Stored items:

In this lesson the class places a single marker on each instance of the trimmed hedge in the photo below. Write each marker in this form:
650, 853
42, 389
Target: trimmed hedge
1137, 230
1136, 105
--
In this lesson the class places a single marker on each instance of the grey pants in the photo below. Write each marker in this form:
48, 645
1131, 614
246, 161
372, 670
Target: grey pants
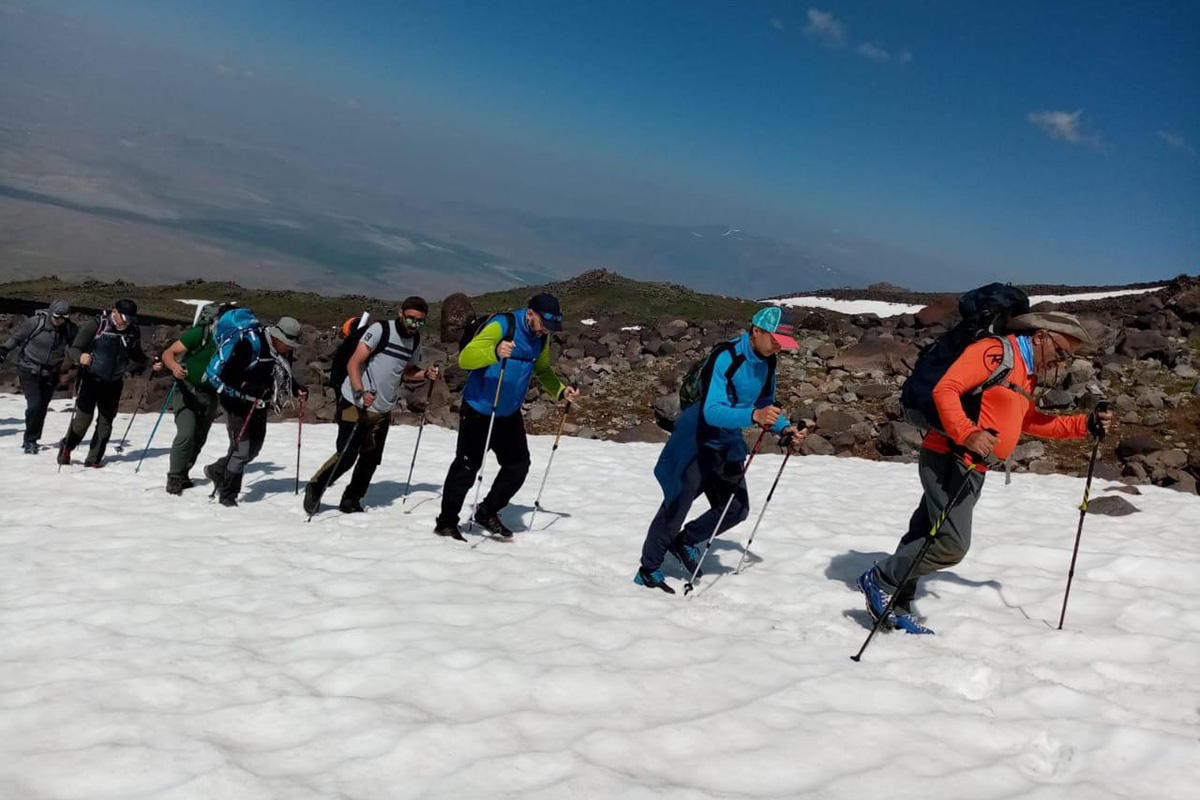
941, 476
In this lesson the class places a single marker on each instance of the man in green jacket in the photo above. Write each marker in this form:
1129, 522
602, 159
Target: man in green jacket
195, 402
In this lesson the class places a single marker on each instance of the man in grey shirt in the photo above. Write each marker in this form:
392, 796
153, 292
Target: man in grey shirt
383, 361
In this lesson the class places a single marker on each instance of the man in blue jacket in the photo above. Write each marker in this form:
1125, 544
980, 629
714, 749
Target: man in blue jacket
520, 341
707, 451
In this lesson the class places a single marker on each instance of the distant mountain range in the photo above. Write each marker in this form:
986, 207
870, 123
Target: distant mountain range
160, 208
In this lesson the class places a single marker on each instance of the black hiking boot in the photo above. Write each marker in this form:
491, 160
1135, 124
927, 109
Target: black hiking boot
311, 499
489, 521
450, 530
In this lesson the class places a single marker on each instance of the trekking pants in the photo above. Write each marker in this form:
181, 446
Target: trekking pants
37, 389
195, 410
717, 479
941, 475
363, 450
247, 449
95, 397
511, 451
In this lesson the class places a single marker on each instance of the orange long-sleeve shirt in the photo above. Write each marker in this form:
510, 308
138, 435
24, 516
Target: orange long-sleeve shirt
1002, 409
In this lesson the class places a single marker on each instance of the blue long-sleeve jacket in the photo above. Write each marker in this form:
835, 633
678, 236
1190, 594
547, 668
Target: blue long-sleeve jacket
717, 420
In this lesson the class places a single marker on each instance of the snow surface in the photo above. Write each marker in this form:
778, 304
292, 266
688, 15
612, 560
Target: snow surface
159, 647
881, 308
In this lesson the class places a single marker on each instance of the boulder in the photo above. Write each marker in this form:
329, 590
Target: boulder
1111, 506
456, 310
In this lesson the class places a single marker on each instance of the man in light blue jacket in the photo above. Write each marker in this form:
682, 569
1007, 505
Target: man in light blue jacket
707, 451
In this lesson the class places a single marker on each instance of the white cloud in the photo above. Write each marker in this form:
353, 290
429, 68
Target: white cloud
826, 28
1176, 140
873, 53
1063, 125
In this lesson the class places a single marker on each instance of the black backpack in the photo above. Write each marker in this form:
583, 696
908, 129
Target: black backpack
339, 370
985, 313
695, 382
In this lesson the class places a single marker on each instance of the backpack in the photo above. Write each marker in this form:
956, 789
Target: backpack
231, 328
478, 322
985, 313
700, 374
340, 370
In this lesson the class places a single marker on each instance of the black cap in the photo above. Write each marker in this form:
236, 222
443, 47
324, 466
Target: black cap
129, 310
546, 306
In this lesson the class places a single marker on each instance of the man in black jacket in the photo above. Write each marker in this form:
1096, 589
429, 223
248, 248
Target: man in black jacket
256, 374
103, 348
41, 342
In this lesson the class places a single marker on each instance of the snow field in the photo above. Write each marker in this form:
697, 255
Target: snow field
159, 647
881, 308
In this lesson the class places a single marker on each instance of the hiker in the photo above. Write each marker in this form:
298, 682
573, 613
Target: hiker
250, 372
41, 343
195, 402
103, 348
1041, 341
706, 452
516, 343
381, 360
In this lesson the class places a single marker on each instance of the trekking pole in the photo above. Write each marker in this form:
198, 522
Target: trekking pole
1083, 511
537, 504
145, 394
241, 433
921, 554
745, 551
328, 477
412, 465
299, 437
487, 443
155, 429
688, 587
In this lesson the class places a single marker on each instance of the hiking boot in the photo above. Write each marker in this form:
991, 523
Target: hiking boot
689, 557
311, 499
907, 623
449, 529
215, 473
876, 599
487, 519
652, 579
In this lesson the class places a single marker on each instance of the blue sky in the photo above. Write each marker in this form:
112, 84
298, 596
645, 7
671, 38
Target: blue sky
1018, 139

The task: What lines in the data above contain the word "below"? Show them all.

Answer space:
In this lesson the class places a single marker on each instance of the trimmed hedge in the photo below. Write each marker in this form:
In this lesson the class places a single marker on each instance of the grey pants in the photo below. Write each marker in this form:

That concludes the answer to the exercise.